Task to carry out:
Rewrite the data below, replacing each "every instance" with "all instances" and keeping everything else the same, but leave out the pictures.

Information shown:
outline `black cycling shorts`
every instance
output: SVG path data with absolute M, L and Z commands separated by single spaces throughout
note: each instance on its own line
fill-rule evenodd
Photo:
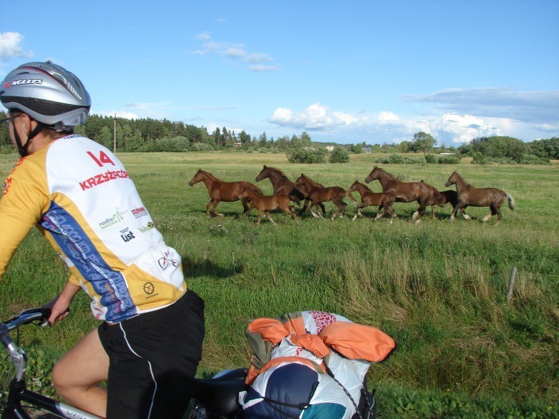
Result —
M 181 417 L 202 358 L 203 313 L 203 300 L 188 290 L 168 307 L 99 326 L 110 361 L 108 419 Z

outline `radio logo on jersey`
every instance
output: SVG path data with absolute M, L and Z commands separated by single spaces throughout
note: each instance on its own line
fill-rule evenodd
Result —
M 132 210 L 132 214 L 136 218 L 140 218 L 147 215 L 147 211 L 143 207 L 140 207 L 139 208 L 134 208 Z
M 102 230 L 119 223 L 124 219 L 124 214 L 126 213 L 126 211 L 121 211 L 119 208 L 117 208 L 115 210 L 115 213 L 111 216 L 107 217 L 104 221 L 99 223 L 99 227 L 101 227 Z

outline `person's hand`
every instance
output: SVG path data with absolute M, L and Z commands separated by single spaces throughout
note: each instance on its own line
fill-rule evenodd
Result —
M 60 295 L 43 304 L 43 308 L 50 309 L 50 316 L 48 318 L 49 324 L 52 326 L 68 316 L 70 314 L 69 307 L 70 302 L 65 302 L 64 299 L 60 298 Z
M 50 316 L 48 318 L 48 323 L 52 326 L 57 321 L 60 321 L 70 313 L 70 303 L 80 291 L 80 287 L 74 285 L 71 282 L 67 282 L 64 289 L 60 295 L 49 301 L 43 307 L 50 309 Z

Result of the exercise:
outline `black cycling shorts`
all instances
output: SVG path data with absolute M, L and Z commands separated by single spaces throughout
note: each instance on its own line
fill-rule evenodd
Photo:
Result —
M 181 417 L 202 358 L 203 313 L 203 300 L 188 290 L 168 307 L 99 326 L 110 361 L 108 419 Z

outline `radio logo on jersey`
all instances
output: SVG path data with absolute M, L and Z commands separated by single spaces throughout
note: each instance on its own line
fill-rule evenodd
Result —
M 132 210 L 132 214 L 136 218 L 140 218 L 147 215 L 147 211 L 143 207 L 140 207 L 139 208 L 134 208 Z
M 102 230 L 119 223 L 124 219 L 124 214 L 126 213 L 126 211 L 121 211 L 119 208 L 117 208 L 115 210 L 115 213 L 111 216 L 107 217 L 104 221 L 99 223 L 99 227 L 101 227 Z

outline `person's hand`
all instances
output: SVG path data with absolute M, L and Z commands separated by single spaces throughout
note: each instance on its own line
fill-rule evenodd
Result —
M 60 295 L 43 304 L 43 308 L 50 309 L 50 316 L 48 318 L 49 324 L 52 326 L 68 316 L 70 314 L 69 307 L 70 302 L 65 302 L 64 299 L 60 298 Z
M 50 316 L 48 318 L 48 323 L 52 326 L 57 321 L 60 321 L 70 313 L 70 303 L 80 291 L 80 287 L 74 285 L 71 282 L 67 282 L 64 289 L 60 295 L 49 301 L 43 307 L 50 309 Z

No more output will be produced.